--- WORK REQUIRED ---
Repeat word for word, please, only the lines from the one that includes "of the trailer" through the final line of the data.

-------- MATERIAL PROVIDED

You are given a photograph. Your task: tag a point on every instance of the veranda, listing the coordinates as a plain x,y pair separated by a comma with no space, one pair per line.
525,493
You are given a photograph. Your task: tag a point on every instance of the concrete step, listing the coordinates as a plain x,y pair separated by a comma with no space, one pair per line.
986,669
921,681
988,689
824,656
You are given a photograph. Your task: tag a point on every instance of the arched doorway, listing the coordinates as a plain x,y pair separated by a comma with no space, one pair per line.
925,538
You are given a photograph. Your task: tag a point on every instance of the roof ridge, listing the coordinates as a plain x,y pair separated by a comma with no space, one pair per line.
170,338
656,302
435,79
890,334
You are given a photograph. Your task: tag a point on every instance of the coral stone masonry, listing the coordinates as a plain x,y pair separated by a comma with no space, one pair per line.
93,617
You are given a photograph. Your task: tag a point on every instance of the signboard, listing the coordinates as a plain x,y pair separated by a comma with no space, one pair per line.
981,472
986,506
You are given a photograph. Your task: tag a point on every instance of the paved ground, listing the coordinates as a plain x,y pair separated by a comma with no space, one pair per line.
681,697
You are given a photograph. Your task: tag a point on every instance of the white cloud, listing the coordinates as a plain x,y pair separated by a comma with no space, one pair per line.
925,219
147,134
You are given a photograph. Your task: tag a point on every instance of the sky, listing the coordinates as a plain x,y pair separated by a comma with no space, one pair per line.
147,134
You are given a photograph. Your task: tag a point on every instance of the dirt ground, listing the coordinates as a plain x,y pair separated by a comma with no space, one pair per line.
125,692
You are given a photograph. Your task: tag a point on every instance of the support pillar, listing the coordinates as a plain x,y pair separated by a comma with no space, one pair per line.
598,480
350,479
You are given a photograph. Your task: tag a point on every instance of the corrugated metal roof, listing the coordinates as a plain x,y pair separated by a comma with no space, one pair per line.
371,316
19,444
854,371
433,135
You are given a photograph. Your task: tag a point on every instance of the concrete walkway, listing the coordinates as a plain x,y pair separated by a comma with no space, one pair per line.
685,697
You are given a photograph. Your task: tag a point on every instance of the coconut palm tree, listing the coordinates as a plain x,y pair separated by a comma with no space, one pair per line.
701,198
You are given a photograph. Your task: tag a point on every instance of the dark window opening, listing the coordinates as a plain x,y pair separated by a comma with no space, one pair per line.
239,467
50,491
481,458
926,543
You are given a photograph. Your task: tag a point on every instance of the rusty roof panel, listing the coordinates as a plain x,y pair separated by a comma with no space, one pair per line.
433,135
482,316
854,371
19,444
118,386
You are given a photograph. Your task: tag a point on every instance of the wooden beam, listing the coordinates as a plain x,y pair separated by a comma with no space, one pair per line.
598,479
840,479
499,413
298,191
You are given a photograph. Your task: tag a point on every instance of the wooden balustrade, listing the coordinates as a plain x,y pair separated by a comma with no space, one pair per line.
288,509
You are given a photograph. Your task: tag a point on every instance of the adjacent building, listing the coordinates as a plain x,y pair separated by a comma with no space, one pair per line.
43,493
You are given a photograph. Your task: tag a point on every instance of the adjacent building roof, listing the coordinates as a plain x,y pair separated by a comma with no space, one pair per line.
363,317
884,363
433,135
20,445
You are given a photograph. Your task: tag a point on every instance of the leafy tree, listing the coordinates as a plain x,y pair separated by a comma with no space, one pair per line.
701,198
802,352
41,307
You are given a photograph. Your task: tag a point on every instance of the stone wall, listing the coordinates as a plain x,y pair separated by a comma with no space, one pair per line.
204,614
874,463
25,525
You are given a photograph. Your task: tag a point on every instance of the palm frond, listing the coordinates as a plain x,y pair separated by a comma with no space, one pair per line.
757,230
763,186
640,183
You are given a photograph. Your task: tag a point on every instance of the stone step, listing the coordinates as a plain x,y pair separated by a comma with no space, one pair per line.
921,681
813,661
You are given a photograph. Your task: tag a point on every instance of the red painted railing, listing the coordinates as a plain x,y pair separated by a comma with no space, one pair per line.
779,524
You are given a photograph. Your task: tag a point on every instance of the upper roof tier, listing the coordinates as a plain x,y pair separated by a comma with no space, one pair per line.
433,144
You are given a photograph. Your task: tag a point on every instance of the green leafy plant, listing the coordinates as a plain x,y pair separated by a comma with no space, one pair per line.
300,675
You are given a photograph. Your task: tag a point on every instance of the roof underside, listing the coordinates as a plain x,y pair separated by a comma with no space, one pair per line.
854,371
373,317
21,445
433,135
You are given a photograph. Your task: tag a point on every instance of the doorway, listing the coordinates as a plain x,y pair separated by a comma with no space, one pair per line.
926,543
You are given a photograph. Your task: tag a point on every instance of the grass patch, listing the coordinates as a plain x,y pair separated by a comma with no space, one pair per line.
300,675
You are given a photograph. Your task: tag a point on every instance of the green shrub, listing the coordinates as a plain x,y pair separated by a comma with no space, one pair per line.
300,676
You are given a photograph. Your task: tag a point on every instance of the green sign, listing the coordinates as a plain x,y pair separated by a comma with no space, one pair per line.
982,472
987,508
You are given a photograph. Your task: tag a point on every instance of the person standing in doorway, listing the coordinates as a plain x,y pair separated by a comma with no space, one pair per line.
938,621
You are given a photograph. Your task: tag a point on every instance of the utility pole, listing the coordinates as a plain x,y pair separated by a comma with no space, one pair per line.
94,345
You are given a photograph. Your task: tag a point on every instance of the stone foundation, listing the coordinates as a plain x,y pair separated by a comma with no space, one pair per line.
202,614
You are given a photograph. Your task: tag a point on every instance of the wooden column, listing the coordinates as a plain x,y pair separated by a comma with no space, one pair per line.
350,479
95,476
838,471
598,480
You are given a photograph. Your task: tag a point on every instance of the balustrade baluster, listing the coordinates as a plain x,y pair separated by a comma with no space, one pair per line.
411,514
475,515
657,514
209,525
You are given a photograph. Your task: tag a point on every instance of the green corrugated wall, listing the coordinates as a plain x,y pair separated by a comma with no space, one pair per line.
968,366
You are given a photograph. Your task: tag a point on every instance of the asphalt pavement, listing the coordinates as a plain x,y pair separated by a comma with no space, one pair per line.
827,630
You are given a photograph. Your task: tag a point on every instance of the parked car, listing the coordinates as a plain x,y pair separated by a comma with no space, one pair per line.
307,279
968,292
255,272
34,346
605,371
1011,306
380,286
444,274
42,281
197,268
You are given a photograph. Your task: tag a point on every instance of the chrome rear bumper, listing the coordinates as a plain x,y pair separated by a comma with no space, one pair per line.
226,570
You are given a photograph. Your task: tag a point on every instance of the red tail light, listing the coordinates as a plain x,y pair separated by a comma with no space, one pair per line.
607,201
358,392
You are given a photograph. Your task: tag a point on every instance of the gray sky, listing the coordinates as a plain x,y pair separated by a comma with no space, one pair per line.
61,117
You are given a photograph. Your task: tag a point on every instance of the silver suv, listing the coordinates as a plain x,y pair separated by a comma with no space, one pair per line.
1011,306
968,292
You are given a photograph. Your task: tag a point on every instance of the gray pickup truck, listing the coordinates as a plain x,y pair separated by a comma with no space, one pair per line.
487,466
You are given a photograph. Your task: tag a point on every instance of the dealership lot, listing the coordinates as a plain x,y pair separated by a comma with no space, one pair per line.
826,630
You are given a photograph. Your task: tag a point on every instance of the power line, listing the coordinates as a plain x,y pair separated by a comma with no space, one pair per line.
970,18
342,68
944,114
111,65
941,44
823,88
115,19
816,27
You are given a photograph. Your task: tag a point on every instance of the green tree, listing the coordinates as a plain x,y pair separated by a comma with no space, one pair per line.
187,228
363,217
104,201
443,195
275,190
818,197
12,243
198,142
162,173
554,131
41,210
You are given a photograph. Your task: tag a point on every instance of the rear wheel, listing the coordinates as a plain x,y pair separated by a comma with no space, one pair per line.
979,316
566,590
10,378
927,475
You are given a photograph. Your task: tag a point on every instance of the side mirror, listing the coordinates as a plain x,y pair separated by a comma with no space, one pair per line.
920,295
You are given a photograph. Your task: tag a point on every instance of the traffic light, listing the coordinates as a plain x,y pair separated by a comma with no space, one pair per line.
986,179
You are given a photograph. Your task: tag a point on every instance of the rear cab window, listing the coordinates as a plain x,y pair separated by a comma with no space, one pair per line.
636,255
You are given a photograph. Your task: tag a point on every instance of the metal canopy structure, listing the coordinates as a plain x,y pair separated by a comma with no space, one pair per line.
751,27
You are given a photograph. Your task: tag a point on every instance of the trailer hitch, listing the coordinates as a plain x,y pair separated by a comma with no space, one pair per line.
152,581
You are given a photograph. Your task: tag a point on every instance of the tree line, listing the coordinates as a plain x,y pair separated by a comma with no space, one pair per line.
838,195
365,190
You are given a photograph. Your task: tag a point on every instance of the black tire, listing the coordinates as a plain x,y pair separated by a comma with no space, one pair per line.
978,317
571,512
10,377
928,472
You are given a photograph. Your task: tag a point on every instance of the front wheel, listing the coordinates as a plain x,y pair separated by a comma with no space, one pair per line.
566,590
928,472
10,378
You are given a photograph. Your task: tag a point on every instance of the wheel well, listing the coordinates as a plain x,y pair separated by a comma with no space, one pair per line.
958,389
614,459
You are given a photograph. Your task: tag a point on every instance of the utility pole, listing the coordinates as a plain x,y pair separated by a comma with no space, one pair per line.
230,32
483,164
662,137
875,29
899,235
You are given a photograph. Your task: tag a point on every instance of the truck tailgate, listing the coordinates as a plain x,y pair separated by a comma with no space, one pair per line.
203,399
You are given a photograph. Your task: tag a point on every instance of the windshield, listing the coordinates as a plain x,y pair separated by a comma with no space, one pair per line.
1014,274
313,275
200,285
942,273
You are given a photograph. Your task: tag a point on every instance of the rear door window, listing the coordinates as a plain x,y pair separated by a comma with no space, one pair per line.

----------------

--- ANSWER SECTION ---
You are given a photograph. Your task: tag a point on every instance of the trailer hitch, listing the coordinates as a plain x,y pair separated by a comma with no space, one pair per line.
152,581
You are given a photograph. Your task: tag a point on every instance of the tree line, listing the coordinates as a plain x,y pair separated by a comma with no space, one pair per line.
838,195
365,190
You are given a photograph. Your task: tag a point on every instance of the black tire, listing the coordinates as a plain x,y pair separated by a comma with no space, one pair per line.
978,317
571,512
10,377
928,472
You are given a photograph. Your task: tag a point on every instance of the front wheel, listing the coordinates as a plain x,y pair separated by a comma with no space, one pair per line.
566,590
928,472
10,378
You are given a photograph. Your task: tag a point on every instance of the wheel well, listing the coordinates as a plain x,y pair separated by a comma with no space, one pair per line.
958,389
614,459
You are given a photograph. Your task: tag a point on every instance of the utility pole, listing the coordinates as a plain x,y pair separated by a comma with no space, one pair per line.
230,32
483,164
662,137
875,29
899,235
You are given a photograph. Your task: tag a point on every instance of the truck tailgate, listing the coordinates as a plain x,y pair separated by a comma with no space, one pair per line.
203,399
You are given a photograph. Your task: tag a point on every instance of the windshield, listing the coordinates as a plain x,y pair separated by a comma with no space, one pair per line.
1014,274
313,275
200,285
942,273
You are given a photograph. Your task: tag a point on every instance of the rear door window, listing the coordinates as a plain x,y pair separated by a comma with no space, one pair per line.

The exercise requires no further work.